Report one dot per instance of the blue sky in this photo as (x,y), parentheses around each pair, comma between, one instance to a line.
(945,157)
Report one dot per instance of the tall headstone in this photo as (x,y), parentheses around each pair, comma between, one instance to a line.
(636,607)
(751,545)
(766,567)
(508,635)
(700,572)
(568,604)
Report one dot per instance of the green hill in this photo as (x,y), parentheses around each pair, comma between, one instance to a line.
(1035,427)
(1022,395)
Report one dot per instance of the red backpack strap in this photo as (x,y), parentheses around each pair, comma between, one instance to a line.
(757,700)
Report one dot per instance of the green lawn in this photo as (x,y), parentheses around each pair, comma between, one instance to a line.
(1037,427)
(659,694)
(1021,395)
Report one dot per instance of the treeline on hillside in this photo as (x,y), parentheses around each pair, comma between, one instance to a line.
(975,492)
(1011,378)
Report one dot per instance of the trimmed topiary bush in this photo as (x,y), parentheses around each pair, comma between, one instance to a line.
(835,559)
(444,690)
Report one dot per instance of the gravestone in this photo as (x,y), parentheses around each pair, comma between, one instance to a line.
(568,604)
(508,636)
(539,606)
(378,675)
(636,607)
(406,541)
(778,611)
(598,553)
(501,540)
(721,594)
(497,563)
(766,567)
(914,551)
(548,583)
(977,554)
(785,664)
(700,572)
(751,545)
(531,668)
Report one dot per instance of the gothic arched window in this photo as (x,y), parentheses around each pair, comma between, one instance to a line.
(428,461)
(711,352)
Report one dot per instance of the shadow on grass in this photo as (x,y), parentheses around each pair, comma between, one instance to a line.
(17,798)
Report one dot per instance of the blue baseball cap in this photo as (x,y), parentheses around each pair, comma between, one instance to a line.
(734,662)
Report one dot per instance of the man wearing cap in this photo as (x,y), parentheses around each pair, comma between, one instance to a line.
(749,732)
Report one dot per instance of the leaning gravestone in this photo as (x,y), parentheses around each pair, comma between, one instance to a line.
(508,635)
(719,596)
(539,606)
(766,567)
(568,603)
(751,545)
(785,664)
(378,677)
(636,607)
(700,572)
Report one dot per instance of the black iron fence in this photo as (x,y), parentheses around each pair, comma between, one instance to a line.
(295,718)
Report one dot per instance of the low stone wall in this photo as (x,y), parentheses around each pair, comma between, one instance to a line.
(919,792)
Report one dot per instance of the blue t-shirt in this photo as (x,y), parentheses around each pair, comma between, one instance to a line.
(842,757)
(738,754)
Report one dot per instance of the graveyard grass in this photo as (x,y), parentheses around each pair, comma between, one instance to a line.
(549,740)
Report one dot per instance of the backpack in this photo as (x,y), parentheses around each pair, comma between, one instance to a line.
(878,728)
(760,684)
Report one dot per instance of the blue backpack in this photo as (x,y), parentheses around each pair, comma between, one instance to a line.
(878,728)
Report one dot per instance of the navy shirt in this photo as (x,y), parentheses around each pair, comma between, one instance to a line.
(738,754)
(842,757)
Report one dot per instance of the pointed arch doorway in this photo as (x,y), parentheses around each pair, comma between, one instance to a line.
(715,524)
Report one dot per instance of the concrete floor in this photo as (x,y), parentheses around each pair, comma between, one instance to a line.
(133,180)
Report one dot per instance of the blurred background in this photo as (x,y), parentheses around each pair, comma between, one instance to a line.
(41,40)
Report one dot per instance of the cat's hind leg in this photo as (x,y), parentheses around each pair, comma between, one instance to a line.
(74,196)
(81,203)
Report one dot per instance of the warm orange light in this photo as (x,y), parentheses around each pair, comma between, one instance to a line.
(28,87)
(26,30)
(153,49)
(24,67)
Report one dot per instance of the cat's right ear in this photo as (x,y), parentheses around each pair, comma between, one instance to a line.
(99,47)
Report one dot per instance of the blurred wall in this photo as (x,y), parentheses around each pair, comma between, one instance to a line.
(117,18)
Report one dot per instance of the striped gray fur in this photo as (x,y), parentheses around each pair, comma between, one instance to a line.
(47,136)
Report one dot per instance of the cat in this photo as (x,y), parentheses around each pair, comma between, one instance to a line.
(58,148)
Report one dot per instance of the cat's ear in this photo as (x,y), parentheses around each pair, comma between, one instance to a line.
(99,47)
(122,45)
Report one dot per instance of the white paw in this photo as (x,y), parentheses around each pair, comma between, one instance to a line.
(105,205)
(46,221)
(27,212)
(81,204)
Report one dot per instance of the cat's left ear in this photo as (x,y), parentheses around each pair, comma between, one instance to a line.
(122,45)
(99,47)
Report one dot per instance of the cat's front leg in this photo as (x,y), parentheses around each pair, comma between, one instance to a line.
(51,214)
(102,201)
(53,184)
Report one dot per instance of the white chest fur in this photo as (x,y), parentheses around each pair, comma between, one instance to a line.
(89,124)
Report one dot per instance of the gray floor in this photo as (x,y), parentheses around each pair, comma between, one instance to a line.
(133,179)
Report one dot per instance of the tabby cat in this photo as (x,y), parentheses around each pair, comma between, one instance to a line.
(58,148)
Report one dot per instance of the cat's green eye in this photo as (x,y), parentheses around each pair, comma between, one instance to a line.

···

> **Exercise brief**
Can you quote exactly the lines from the one containing "Report one dot per instance of the white paw" through the last line of the records above, and nothing else?

> **Completed task**
Report one dot per instance of the white paw in this photo as (x,y), parentheses around each pair, comma between, one instance to a line.
(105,205)
(46,221)
(27,212)
(81,204)
Report one dot per instance of the cat's left ear in this photo as (x,y), parentheses around each pair, comma between, one instance to a line.
(122,45)
(99,47)
Report one dot per instance of the cat's front leg in this photo as (x,y), parentheses around each pair, comma between, one instance to a line.
(51,214)
(102,201)
(53,184)
Report one dot per instance of the white chest fur in this photo as (x,y), parentheses around each pair, comma between, one instance to a line.
(89,124)
Report one dot per instance of the gray floor in this photo as (x,y), parentheses around each pair, comma between, one instance to a line.
(133,179)
Report one dot per instance of the tabby cat in this photo as (x,y), parentheses around each pair, comma between, one instance to a line.
(58,148)
Report one dot per instance of the cat's green eye in this photo as (x,y), parentheses around each pair, comma between, one instance to a line.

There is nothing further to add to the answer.